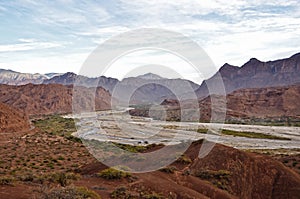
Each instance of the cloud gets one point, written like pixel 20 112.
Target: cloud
pixel 28 44
pixel 230 31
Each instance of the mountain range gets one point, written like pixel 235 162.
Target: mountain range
pixel 253 74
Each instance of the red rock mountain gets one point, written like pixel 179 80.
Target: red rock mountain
pixel 52 98
pixel 255 74
pixel 12 120
pixel 245 104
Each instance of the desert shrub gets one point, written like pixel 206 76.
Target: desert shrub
pixel 6 180
pixel 209 174
pixel 120 193
pixel 170 169
pixel 62 178
pixel 67 193
pixel 219 178
pixel 152 195
pixel 184 159
pixel 112 173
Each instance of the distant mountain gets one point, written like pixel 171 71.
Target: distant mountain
pixel 15 78
pixel 51 75
pixel 255 74
pixel 148 88
pixel 70 78
pixel 53 98
pixel 149 76
pixel 279 104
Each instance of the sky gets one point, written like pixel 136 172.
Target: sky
pixel 58 36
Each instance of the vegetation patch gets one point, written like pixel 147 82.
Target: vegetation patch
pixel 113 174
pixel 57 125
pixel 219 178
pixel 184 159
pixel 67 192
pixel 170 169
pixel 243 134
pixel 7 180
pixel 252 135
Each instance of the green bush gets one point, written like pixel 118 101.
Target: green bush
pixel 112 173
pixel 6 180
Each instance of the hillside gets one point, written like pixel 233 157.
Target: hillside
pixel 256 74
pixel 12 120
pixel 51 99
pixel 15 78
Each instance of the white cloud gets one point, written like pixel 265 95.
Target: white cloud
pixel 27 45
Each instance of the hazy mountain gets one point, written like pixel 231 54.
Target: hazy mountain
pixel 70 78
pixel 53 98
pixel 148 88
pixel 245 105
pixel 15 78
pixel 149 76
pixel 51 75
pixel 255 74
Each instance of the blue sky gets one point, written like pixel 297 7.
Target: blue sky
pixel 57 36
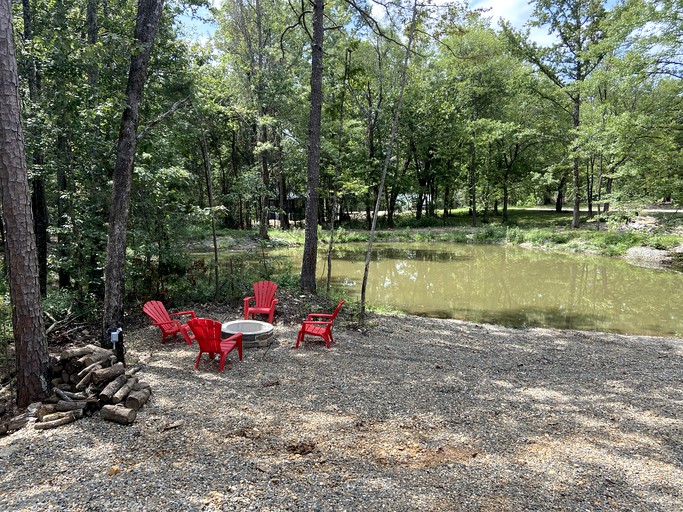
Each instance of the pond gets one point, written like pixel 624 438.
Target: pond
pixel 510 286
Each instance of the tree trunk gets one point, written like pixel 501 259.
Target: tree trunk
pixel 576 184
pixel 148 16
pixel 209 193
pixel 20 247
pixel 559 200
pixel 387 160
pixel 309 261
pixel 473 183
pixel 38 200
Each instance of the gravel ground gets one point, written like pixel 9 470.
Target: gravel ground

==*==

:: Task goal ::
Copy out every line of the records above word for word, leaving out the pictures.

:: Task solution ::
Each instance of the cloud gets one point, written like pixel 20 112.
Target: cloud
pixel 28 44
pixel 230 31
Each instance of the mountain range gets one point, written like pixel 235 162.
Target: mountain range
pixel 253 74
Each instance of the red rock mountain gets one point, written like pixel 179 80.
Target: red rock mountain
pixel 52 98
pixel 255 74
pixel 12 120
pixel 245 104
Each instance of the desert shrub gets one point, written like pixel 206 76.
Target: desert shrub
pixel 6 180
pixel 209 174
pixel 120 193
pixel 170 169
pixel 62 178
pixel 67 193
pixel 219 178
pixel 152 195
pixel 184 159
pixel 112 173
Each instance of the distant mountain gets one point, written like pixel 171 71.
Target: distant mountain
pixel 15 78
pixel 51 75
pixel 255 74
pixel 148 88
pixel 70 78
pixel 53 98
pixel 149 76
pixel 279 104
Each instance of the sky gets one point, written like pixel 136 172.
Target: sky
pixel 58 36
Each instance of the vegetation patch gets one point, written like pixel 147 82.
Target: vegetation patch
pixel 113 174
pixel 57 125
pixel 219 178
pixel 184 159
pixel 67 192
pixel 170 169
pixel 243 134
pixel 7 180
pixel 252 135
Each instance of the green bush gets one point, written like pixel 118 101.
Target: green bush
pixel 112 173
pixel 6 180
Each instance of the hillside gets one point, written like pixel 233 157.
Target: hillside
pixel 256 74
pixel 12 120
pixel 51 99
pixel 15 78
Each instance of the white cloud gets one point, written like pixel 265 95.
Target: white cloud
pixel 27 45
Each instance of the hazy mountain gets one point, written like pixel 231 54.
Target: hazy mountain
pixel 70 78
pixel 53 98
pixel 148 88
pixel 245 105
pixel 15 78
pixel 149 76
pixel 51 75
pixel 255 74
Each instance of the blue sky gets one point, written like pixel 297 7.
Target: blue sky
pixel 57 36
Each instance of the pond gets one point, written like pixel 624 438.
Target: pond
pixel 510 286
Each instance of the tree trunk gets one point, written like pixel 501 259.
Target: tree trunk
pixel 576 184
pixel 148 16
pixel 209 193
pixel 20 247
pixel 559 200
pixel 387 160
pixel 309 261
pixel 473 183
pixel 38 200
Each instance of the gravel ground gets one point, written like pixel 9 470.
Target: gravel ground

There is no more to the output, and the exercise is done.